1週間ほど前に、現在ニューヨークでジャズピアニストとして活躍されている、大江千里さんのエッセイが、話題になった。
Diamond On-line:大江千里氏が「ラーメン1杯2,200円」の米国から語る、安い日本の深刻問題
この記事を読んで「ラーメン1杯2200円とは流石に高価過ぎないか?」とは思ったのだが、今の日本人の商品やサービスに対する「価格」と「対価」が、極端に安くなっているのでは?という点では、頷く内容だった。
昨年から世界を襲い続けている「新型コロナウイルス」。
日本での感染拡大の状況の中で、様々な企業が倒産や廃業に追い込まれてきた。
その多くは、飲食店のように「感染拡大」に直結するような業種も数多くあったが、その一方で今までクローズアップされてこなかった、中小零細の製造業の倒産等も明らかになってきた。
その理由は、海外からの安いアパレル等の調達が減ってきたコトで、国内生産に対して注目を浴びるようになったが、国内でアパレル製造に関わる中小零細企業の取引先の多くは、日本国内ではなく海外の高級ファッションブランド等で、今回の「新型コロナ」で打撃を受けていた、ということのが理由の一つだった。
このようなニュースを聞く度に感じていた事が「Made in Japan」のアパレル商品が、当たり前に買えなくなってどれほど経つのだろう?という疑問だった。
今や「Made in Japan」の商品そのものが、手に届く商品ではなくなりつつある。
家電のような大量生産品であっても、半導体等の部品は海外から調達している、というのが現実だ。
何故なら、日本で調達すると金額が跳ね上がってしまうためだ。
頻繁に買い替えるようなものではないにしても、「少しでも安く」という気持ちが働いているのが、今の日本の生活者、ということなのだと思う。

######

> [確認問題]
**1.** 本文抜粋によると、大江千里さんは現在どこで何として活躍していますか?
**2.** 本文抜粋の「その理由は、海外からの」で始まる段落を、主な事実を残して短くまとめてください。
**3.** 本文抜粋の「Diamond On-lin」から「今や「Made in Japan」の商品そのものが、手に届く商品ではなくなりつつある。」までを、一字一句変えずに書き写してください。

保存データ
######

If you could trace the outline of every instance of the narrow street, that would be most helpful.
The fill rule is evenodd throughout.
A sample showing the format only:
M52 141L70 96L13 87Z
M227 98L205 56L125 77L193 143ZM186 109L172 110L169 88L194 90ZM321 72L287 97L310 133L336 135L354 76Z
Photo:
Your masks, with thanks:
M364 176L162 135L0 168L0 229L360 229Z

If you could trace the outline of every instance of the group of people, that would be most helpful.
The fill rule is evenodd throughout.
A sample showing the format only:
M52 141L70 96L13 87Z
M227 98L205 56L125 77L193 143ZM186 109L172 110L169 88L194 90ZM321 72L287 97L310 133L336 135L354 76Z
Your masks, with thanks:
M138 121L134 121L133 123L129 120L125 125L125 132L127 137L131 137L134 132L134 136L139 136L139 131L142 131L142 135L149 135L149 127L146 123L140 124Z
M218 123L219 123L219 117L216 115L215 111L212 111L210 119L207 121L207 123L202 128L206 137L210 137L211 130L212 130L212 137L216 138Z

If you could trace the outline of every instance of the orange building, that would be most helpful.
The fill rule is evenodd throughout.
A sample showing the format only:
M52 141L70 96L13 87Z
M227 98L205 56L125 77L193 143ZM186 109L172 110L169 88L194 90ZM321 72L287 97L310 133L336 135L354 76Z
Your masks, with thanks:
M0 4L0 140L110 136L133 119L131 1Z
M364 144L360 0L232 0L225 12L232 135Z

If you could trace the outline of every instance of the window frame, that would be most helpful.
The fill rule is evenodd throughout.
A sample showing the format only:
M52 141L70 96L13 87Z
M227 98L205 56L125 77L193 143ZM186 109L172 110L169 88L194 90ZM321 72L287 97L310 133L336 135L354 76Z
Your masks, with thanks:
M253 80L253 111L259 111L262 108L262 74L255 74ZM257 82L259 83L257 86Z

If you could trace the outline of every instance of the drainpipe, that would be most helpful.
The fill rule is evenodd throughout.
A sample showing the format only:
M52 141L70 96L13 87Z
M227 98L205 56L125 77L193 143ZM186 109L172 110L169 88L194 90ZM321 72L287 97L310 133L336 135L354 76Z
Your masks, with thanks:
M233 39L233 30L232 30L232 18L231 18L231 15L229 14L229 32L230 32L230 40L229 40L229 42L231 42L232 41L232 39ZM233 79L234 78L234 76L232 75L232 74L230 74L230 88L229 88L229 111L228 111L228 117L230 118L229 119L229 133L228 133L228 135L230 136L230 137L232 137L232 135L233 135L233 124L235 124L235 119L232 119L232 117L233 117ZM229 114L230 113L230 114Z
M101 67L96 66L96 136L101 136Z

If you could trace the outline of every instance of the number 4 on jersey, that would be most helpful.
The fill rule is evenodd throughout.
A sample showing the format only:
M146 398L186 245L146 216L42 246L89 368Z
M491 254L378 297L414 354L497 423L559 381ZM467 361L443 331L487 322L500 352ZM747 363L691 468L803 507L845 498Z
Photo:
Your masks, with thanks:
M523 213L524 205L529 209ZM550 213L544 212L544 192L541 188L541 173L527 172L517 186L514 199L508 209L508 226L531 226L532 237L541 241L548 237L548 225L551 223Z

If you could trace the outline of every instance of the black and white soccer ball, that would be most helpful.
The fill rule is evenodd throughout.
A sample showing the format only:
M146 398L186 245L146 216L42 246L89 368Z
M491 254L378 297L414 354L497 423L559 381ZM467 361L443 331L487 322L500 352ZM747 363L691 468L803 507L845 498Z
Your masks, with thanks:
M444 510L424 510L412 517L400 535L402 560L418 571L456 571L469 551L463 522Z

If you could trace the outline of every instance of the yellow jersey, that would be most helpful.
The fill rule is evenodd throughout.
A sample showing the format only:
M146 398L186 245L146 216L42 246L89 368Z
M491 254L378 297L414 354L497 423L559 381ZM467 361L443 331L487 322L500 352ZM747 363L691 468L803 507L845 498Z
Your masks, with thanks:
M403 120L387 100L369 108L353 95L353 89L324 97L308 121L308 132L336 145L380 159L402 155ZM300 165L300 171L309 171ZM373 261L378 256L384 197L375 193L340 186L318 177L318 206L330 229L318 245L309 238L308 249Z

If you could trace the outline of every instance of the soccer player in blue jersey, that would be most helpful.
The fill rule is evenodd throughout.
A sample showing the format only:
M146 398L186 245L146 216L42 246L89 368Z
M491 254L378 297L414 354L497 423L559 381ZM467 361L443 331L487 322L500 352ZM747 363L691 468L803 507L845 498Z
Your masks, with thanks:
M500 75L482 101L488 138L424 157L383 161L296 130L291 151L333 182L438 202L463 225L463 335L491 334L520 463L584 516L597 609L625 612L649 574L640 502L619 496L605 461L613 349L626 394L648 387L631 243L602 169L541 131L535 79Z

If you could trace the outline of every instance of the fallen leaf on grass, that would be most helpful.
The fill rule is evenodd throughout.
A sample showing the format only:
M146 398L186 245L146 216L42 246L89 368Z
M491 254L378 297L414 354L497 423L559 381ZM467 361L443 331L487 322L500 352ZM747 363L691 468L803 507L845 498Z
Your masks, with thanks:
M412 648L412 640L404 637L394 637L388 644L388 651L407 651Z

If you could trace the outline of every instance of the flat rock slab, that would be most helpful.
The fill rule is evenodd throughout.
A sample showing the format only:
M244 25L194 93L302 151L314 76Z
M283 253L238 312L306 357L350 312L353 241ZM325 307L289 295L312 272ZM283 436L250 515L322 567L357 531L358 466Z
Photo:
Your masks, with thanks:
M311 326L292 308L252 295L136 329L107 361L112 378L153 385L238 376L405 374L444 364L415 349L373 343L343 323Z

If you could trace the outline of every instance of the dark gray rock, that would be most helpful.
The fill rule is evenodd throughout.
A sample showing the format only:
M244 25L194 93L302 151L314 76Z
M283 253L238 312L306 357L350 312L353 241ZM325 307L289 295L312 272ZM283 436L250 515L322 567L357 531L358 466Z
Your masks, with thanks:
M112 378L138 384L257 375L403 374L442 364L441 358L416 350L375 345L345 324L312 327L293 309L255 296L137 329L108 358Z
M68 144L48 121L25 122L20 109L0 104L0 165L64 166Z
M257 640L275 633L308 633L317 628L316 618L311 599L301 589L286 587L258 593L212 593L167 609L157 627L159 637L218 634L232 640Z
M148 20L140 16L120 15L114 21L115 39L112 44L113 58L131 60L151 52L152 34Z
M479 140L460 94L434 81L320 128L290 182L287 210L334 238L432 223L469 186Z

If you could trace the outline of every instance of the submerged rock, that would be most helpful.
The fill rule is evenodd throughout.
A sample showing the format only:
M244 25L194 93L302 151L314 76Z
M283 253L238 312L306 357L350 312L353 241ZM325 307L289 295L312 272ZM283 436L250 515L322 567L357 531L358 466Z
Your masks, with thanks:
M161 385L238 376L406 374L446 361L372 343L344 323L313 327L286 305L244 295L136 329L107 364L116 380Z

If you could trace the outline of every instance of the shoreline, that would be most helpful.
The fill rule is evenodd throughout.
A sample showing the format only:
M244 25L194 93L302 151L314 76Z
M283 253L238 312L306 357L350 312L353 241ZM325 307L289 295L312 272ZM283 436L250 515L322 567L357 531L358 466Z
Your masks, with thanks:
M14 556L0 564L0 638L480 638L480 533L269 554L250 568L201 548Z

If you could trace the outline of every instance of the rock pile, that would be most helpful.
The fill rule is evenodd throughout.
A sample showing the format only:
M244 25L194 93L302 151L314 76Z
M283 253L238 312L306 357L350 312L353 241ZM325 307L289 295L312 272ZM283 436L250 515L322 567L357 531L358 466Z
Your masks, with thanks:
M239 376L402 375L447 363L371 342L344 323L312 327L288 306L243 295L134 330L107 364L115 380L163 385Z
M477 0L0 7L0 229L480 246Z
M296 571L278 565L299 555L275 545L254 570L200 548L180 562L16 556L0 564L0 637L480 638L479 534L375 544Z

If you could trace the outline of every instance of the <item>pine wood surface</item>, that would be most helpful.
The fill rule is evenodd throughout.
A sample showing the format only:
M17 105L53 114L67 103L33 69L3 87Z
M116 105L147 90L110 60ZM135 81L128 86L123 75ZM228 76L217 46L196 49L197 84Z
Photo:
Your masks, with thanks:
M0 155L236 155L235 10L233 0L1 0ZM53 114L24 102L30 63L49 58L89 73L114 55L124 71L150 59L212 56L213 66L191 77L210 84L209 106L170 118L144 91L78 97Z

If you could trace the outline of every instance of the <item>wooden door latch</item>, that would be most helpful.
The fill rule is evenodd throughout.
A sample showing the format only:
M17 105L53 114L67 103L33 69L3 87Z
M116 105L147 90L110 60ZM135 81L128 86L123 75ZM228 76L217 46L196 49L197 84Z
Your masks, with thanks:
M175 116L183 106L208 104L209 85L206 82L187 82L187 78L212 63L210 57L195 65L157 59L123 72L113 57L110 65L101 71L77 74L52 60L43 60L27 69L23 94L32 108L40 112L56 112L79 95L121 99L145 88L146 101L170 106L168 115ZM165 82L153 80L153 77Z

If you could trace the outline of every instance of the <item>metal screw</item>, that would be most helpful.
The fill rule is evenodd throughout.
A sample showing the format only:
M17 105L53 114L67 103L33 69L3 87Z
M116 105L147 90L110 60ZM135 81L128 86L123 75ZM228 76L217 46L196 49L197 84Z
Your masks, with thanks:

######

> [設問別解答]
**1.** ニューヨークでジャズピアニストとして活躍しています。

**2.** 海外からの安いアパレル調達が減って国内生産が注目されたものの、国内でアパレル製造に関わる中小零細企業は取引先の多くが海外の高級ファッションブランド等だったため、新型コロナで打撃を受けていたことが理由の一つだった。

**3.**
Diamond On-line:大江千里氏が「ラーメン1杯2,200円」の米国から語る、安い日本の深刻問題
この記事を読んで「ラーメン1杯2200円とは流石に高価過ぎないか?」とは思ったのだが、今の日本人の商品やサービスに対する「価格」と「対価」が、極端に安くなっているのでは?という点では、頷く内容だった。
昨年から世界を襲い続けている「新型コロナウイルス」。
日本での感染拡大の状況の中で、様々な企業が倒産や廃業に追い込まれてきた。
その多くは、飲食店のように「感染拡大」に直結するような業種も数多くあったが、その一方で今までクローズアップされてこなかった、中小零細の製造業の倒産等も明らかになってきた。
その理由は、海外からの安いアパレル等の調達が減ってきたコトで、国内生産に対して注目を浴びるようになったが、国内でアパレル製造に関わる中小零細企業の取引先の多くは、日本国内ではなく海外の高級ファッションブランド等で、今回の「新型コロナ」で打撃を受けていた、ということのが理由の一つだった。
このようなニュースを聞く度に感じていた事が「Made in Japan」のアパレル商品が、当たり前に買えなくなってどれほど経つのだろう?という疑問だった。
今や「Made in Japan」の商品そのものが、手に届く商品ではなくなりつつある。